Task statement: What do the lines say from the one containing "of the fingernail" to the end of the records? Restate them word for word, and only those.

Entries taken from a collection
-------------------------

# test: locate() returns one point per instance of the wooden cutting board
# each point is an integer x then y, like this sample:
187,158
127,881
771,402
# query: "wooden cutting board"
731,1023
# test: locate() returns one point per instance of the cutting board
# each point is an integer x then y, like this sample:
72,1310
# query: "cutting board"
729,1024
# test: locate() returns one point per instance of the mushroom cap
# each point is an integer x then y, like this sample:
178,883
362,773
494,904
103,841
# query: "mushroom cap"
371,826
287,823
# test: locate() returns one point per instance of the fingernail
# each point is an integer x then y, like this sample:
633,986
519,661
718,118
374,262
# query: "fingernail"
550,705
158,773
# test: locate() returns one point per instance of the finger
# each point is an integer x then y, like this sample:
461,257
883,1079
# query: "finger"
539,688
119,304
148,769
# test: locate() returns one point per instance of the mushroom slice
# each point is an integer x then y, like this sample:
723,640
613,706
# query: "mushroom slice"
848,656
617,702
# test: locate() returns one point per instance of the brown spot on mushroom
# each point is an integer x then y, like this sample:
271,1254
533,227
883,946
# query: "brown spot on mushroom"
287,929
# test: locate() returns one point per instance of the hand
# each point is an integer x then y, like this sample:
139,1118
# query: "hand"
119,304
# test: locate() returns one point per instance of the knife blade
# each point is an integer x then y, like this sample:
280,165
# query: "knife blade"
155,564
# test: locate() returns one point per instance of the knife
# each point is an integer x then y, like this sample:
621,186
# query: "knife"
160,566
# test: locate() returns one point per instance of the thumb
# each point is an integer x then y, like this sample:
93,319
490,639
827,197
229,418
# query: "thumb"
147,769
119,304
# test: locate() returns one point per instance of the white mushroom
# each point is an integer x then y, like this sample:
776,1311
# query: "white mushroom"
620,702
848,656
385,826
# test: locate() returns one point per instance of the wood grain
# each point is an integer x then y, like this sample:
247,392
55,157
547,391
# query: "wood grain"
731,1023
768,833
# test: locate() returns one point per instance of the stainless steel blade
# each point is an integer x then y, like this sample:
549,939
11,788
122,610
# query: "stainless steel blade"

-------------------------

Exercise result:
# test: locate() returns one point per instance of the fingernail
# each point is an integer x then y, like this sample:
633,986
519,661
718,118
374,262
# query: "fingernail"
550,705
158,773
# test: locate() returns one point per instance of the finger
# each point is an integer x then y, like this sample:
461,257
883,1079
# query: "finger"
539,688
119,304
148,769
# test: locate() returns one point per instance of the mushroom slice
# each point is an integer x then y, like this sample:
723,640
613,706
# query: "mushroom slice"
848,656
617,702
# test: locate() returns one point per instance of the brown spot on mushroom
# each point is an integer x then y, like this sample:
271,1254
533,227
883,946
# query: "brown spot on mushroom"
287,929
# test: locate() returns one point per instance of the hand
# each point is an integer x then y, like this sample:
139,1118
# query: "hand"
119,304
# test: locate() returns one point per instance of the knife blade
# each point is an integer x then y, like this sample:
280,165
# query: "knife blade"
155,564
# test: locate() returns one point per instance of the knife
# each point is an integer x then y, like this sample:
621,186
# query: "knife"
160,566
# test: locate() returns one point per instance of the thumb
# each point is an integer x then y, like this sample:
93,319
490,639
827,197
229,418
# query: "thumb"
147,769
119,304
# test: locate() returns one point per instance of the white mushroom
# each point is an integer x then y, like this sample:
776,1311
# query: "white mushroom"
620,702
848,656
385,826
# test: locate() returns one point per instance of the wood grain
# each point is an integer x then y, like this sample:
247,392
55,157
547,391
# query: "wood grain"
731,1023
768,833
# test: locate() returns one point per instance of the stainless steel blade
# each point is an integer x then y, like this sample:
549,939
11,788
122,610
# query: "stainless steel blade"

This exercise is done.